---------- SOURCE EXTRACT

It’s a position that I hand-picked and enjoyed until things got hard. Now it’s mostly about battling with the darkness of my own thoughts and how they manifest with even more alone time.
This is pure anomie, normlessness; no one knows how to act and react. It’s a feeling out process that were all going through together, speed wobbles and all. We’re all selfish creatures. My concerns are satellites that hover around planet Papa, with enough misinformation and lack of knowledge to set those bastards to spin for a while yet.
It’s like I always say: Nothing matters and nothing makes any sense for any reason other than the one you give it. Superstitions and destiny are bullshit. Things will happen based on preparedness, observance to what the actual medical professionals say and, ugh, probably some dice-rolling. Blow em.
If you feel like I do, that’s scary and you need help. But let me assure you that no one is spiting you, they’re just dicks. There are lots of dicks, always have and always will be. I bet we discover who is a dick and who isn’t real-fast in this time.
If your friend has more toilet paper or canned peaches than what should seem reasonable: dick. If you find yourself telling someone that they should’ve picked a better job because things like this happen: dick. If you are getting irrationally angry and even lashing at cats out doing what they are accustomed to because they can and there is no technical law or ban as of this writing: yeah, dick.

--------------------
---------- INFORMATION SUPPLIED

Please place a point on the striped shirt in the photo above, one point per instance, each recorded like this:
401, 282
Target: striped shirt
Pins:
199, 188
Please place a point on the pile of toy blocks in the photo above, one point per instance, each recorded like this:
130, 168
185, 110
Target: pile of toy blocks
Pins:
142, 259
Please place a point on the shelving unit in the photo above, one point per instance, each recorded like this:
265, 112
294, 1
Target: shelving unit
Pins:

--------------------
---------- INFORMATION SUPPLIED

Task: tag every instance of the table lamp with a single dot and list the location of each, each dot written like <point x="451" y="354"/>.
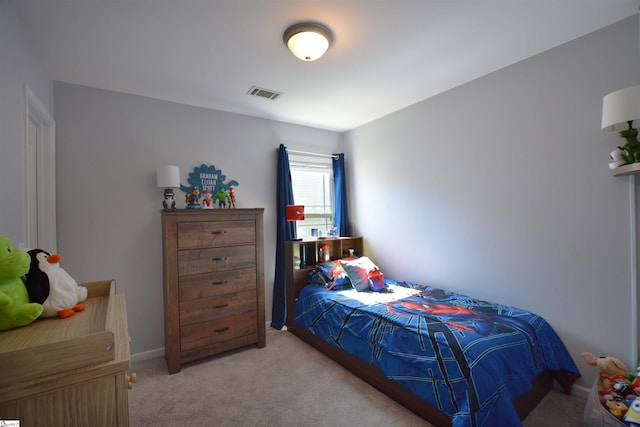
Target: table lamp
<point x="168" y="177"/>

--------------------

__WORK REQUEST A__:
Answer these about the piece on anomie:
(i) What single word does the writer give as another name for anomie?
(ii) What three things does the writer say events will be based on?
(iii) Which two items might a friend hold more of than seems reasonable?
__WORK REQUEST B__: Continue the piece on anomie from its final sentence, keeping the same voice.

__RESPONSE A__:
(i) Normlessness.
(ii) Preparedness, observance to what the actual medical professionals say, and probably some dice-rolling.
(iii) Toilet paper and canned peaches.

__RESPONSE B__:
Does it mean that we should’ve had more in place for hospitality (and similar jobs) workers jobs in place? For sure, it’s a capricious reality without a pandemic. Does it mean that many of us will lose a lot of money, fuck up our credit, fight to cling to what little we have to pay rent and eat and eventually adopt a level of alienation that will seem like a lot of so-called dissociated Instagram pages wettest of dreams? Most definitely. Does it mean that anger will rise against people who are trying to live their lives, suffer mainly boredom, and make social media posts that will be an oversimplified, glib 2020 version of why the caged bird that sings? For sure.
People will try to make money off this. Some will rise to act or be put in a position where they have to sacrifice their own well-being. Thank you to the nurses, doctors, students and whoever else. For the latter, I guess that’s capitalism, babay.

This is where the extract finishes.